--- Listing ---

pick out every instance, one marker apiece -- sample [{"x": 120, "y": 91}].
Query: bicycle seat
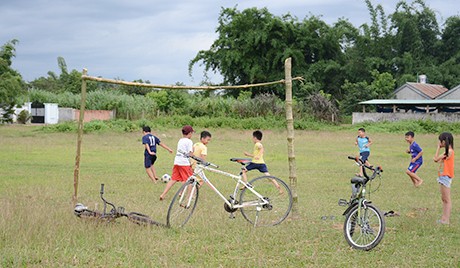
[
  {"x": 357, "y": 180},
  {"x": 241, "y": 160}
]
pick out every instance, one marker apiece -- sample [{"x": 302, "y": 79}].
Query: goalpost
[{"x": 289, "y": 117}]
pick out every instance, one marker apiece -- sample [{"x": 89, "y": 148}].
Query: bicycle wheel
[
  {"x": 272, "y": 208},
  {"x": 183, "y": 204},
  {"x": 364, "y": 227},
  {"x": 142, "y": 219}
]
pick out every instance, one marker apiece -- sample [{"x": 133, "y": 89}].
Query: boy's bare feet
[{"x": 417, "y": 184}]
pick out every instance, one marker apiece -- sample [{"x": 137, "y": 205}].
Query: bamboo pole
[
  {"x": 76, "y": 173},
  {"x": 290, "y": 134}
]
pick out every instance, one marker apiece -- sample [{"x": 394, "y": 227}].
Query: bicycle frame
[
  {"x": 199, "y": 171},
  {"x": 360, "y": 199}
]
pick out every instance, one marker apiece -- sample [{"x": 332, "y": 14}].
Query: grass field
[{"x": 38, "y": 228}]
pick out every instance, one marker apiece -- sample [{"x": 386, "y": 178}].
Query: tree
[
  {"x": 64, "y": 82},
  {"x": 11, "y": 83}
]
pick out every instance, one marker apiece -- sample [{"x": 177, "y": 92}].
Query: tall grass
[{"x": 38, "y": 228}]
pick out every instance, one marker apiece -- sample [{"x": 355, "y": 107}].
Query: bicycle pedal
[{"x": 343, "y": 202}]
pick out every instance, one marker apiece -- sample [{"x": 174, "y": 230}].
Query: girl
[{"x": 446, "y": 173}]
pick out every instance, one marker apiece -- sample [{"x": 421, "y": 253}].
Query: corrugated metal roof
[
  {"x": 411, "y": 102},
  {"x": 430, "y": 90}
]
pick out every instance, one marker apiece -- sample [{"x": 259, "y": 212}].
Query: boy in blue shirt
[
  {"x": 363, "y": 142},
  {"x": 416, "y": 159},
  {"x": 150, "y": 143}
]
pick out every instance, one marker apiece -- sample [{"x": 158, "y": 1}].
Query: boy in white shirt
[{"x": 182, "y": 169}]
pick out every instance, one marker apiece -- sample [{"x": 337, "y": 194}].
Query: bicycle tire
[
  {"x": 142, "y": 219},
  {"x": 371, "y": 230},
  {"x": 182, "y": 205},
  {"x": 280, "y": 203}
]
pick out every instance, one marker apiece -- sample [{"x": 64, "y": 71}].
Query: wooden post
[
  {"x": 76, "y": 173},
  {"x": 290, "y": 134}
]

---

Direction: From the records above, pull out each line that contains the word "shirt" and copy it, treating uppercase and lowercase letters as different.

The output:
Query: boy in blue shirt
Query: boy in white shirt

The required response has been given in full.